[READING PASSAGE — start]

One-way sensitivity analyses indicated that for each regulation strategy, the findings were most sensitive to the increased risk of keratinocyte carcinomas and melanoma from indoor tanning, probability of thick melanoma, and first-year costs of thick melanoma (eTable 2 in the Supplement). Increased relative risk of skin cancers reflected greater cost savings associated with regulation, but life-years gained remained volatile at approximately 0, affecting the incremental cost per life-year ratios. The probability that prohibiting minors or banning indoor tanning was cost-effective was 83.4%. In most simulations, regulation would be associated with cost savings and with increased life-years (eFigure 4 in the Supplement).

Europe

With banning indoor tanning during the cohort’s remaining life, the long-term estimated numbers of skin cancers avoided in Europe were 203 736 melanomas (−4.9%) and 2.4 million keratinocyte carcinomas (−4.4%) (Table 2). This ban could also avert 98 288 premature deaths from melanoma (−4.4%) and produce a gain in 459 669 life-years (0.01%). Health care cost savings were €2.8 billion (US $2.1 billion), whereas society could gain €18.3 billion (US $13.7 billion) from additional productivity (Table 2). These benefits were a mean of 2.6-fold higher than when minors only were prohibited from indoor tanning (Table 2).

[READING PASSAGE — finish]

*WHAT YOU WILL DO*:
Rewrite the indoor tanning text from "With banning indoor" through "tanning (Table 2).", replacing "productivity" with "economic output". Answer from the indoor tanning text alone.

[EXTRACTED DATA — start]

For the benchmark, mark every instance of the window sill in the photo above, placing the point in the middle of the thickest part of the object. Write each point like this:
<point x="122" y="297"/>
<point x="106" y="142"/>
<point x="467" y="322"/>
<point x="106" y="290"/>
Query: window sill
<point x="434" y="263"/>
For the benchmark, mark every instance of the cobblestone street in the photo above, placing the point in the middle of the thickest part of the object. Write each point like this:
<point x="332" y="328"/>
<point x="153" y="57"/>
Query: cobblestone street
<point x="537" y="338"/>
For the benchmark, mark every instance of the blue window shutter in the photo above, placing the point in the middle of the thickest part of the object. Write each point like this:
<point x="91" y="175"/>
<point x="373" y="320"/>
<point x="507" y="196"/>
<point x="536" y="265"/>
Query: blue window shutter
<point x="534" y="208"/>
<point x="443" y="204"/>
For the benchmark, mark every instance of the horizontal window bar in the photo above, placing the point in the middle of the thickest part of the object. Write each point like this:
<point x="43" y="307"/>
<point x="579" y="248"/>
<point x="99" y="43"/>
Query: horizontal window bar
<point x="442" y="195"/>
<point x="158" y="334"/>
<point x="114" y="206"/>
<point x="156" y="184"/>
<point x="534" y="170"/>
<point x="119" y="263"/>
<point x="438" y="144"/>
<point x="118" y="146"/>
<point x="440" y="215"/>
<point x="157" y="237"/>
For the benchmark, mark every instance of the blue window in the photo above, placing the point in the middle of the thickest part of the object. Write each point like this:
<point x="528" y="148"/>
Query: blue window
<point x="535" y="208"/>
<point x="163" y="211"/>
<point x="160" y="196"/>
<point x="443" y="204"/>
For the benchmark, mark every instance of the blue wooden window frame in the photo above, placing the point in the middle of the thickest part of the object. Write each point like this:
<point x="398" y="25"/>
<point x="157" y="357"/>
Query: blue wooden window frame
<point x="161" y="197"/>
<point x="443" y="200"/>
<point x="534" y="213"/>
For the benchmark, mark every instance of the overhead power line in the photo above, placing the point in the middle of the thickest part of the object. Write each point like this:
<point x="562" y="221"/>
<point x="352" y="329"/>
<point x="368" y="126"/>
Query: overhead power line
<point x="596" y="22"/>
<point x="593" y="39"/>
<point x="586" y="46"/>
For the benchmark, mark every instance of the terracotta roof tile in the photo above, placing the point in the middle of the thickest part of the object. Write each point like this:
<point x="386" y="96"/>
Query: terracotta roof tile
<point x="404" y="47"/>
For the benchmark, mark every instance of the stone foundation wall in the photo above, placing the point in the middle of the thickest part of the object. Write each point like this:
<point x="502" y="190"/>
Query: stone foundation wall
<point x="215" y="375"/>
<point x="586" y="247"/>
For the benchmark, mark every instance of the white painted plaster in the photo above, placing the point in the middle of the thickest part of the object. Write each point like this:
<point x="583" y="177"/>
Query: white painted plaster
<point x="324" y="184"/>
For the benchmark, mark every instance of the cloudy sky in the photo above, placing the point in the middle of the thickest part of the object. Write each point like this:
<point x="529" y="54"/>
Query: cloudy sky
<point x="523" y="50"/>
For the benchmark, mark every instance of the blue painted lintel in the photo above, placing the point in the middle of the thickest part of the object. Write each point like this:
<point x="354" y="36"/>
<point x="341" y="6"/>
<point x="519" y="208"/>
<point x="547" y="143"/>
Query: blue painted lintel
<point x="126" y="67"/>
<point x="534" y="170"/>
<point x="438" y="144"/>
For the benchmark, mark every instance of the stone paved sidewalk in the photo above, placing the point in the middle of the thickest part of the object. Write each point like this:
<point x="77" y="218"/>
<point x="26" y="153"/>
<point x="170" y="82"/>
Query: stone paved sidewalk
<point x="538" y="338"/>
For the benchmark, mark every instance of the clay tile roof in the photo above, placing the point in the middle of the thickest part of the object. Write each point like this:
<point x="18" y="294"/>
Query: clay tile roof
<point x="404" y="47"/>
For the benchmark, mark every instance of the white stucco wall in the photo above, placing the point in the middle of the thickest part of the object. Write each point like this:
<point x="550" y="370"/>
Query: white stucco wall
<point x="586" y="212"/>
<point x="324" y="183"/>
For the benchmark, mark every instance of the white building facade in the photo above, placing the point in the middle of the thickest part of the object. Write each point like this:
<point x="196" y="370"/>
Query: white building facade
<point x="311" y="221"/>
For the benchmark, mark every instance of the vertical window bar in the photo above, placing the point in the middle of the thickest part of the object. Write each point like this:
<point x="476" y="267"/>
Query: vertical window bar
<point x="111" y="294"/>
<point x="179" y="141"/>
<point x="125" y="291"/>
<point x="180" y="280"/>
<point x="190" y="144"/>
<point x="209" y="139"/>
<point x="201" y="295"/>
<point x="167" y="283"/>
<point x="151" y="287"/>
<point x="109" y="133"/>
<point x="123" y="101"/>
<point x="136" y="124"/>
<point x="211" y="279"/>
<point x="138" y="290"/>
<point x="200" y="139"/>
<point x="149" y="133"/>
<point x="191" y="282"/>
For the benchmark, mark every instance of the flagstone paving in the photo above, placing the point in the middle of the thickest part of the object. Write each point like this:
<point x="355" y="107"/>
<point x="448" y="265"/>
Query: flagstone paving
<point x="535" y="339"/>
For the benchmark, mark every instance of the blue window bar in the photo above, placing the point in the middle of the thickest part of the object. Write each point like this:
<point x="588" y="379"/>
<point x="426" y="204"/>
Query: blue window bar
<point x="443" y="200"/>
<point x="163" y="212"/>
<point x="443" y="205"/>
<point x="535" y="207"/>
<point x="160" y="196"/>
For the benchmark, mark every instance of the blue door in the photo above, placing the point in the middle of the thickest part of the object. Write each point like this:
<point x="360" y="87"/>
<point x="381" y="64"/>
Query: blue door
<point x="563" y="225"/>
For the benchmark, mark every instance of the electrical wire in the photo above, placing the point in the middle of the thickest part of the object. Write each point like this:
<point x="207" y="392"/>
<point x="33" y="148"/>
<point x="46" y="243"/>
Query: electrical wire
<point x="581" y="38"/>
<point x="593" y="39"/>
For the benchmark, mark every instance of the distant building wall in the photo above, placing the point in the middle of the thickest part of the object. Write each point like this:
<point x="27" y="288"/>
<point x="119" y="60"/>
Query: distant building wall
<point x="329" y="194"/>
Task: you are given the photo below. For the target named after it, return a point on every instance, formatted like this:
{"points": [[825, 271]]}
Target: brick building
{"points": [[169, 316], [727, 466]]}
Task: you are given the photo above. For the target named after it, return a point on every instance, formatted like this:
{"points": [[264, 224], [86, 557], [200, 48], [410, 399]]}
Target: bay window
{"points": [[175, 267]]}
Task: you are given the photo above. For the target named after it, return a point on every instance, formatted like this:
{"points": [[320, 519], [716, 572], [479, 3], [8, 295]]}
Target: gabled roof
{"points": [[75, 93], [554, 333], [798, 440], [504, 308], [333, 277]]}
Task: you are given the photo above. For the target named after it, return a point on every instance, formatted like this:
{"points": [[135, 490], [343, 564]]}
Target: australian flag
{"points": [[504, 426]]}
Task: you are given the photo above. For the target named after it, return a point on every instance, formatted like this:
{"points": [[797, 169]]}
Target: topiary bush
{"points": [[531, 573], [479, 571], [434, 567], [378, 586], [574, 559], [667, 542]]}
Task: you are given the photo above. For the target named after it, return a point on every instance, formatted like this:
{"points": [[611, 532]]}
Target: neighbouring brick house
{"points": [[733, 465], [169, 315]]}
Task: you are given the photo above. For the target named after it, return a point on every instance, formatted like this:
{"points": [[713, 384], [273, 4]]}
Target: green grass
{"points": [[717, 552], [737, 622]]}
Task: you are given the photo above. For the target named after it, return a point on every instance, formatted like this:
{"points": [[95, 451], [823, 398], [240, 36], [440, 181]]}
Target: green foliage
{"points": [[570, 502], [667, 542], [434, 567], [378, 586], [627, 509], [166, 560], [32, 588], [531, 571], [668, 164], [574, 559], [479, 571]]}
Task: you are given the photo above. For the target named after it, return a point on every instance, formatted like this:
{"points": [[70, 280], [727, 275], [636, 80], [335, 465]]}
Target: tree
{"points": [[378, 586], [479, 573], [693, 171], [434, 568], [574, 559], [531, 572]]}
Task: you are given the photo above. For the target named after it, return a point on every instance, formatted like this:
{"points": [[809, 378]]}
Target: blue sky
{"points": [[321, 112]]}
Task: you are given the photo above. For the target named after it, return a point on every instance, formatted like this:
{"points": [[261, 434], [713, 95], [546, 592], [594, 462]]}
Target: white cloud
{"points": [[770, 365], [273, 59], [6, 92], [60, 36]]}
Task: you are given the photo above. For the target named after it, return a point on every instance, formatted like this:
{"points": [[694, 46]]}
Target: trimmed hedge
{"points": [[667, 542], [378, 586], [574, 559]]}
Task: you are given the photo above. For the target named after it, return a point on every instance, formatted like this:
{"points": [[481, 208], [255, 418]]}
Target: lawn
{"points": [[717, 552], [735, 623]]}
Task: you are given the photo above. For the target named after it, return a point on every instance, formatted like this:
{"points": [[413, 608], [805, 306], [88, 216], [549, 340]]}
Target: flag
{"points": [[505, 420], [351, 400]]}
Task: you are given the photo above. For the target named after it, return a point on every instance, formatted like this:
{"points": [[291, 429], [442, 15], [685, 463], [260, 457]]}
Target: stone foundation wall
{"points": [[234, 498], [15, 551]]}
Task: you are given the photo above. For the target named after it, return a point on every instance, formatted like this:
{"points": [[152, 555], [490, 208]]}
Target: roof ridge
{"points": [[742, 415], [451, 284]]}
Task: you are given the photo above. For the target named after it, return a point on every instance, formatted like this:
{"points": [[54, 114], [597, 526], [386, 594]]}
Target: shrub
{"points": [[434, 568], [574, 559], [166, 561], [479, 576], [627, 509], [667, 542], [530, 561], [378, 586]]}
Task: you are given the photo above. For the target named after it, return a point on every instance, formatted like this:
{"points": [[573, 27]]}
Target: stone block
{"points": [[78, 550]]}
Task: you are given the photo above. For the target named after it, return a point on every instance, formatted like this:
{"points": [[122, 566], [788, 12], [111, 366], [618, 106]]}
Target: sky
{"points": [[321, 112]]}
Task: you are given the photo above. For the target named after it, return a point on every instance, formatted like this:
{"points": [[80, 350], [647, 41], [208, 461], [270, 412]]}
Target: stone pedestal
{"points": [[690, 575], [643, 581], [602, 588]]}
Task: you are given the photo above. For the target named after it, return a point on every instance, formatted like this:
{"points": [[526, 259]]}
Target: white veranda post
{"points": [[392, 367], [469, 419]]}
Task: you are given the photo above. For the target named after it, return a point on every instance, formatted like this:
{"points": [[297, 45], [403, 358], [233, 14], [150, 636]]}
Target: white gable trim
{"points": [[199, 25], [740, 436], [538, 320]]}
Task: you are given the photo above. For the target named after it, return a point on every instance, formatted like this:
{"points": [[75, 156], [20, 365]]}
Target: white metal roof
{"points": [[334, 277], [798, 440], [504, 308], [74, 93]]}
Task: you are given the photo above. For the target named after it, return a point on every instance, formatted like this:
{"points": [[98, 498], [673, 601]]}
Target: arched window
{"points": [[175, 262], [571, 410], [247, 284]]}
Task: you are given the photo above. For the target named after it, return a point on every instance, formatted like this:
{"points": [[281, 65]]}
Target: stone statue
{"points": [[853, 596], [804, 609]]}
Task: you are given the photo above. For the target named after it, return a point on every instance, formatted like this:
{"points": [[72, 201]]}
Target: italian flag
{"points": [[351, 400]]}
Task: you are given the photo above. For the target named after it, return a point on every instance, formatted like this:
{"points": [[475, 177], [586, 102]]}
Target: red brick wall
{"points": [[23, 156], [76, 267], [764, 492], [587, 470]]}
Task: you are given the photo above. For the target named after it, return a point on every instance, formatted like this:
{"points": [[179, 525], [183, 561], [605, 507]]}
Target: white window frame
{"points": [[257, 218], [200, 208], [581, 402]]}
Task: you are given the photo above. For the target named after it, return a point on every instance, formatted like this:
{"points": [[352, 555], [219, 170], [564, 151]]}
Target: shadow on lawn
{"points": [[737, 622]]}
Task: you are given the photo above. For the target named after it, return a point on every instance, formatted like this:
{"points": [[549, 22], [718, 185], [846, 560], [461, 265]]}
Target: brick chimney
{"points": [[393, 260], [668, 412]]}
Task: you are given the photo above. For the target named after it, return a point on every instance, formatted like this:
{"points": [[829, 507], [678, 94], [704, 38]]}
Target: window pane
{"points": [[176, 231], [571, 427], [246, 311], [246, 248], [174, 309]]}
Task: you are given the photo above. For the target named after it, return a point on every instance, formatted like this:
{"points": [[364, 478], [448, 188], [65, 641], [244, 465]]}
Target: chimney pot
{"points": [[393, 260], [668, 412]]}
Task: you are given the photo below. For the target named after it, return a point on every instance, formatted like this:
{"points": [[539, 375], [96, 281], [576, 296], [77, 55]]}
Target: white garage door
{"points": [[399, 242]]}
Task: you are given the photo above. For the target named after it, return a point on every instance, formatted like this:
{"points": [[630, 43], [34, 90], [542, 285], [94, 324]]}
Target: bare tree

[EXTRACTED DATA — finish]

*TASK RESPONSE*:
With banning indoor tanning during the cohort’s remaining life, the long-term estimated numbers of skin cancers avoided in Europe were 203 736 melanomas (−4.9%) and 2.4 million keratinocyte carcinomas (−4.4%) (Table 2). This ban could also avert 98 288 premature deaths from melanoma (−4.4%) and produce a gain in 459 669 life-years (0.01%). Health care cost savings were €2.8 billion (US $2.1 billion), whereas society could gain €18.3 billion (US $13.7 billion) from additional economic output (Table 2). These benefits were a mean of 2.6-fold higher than when minors only were prohibited from indoor tanning (Table 2).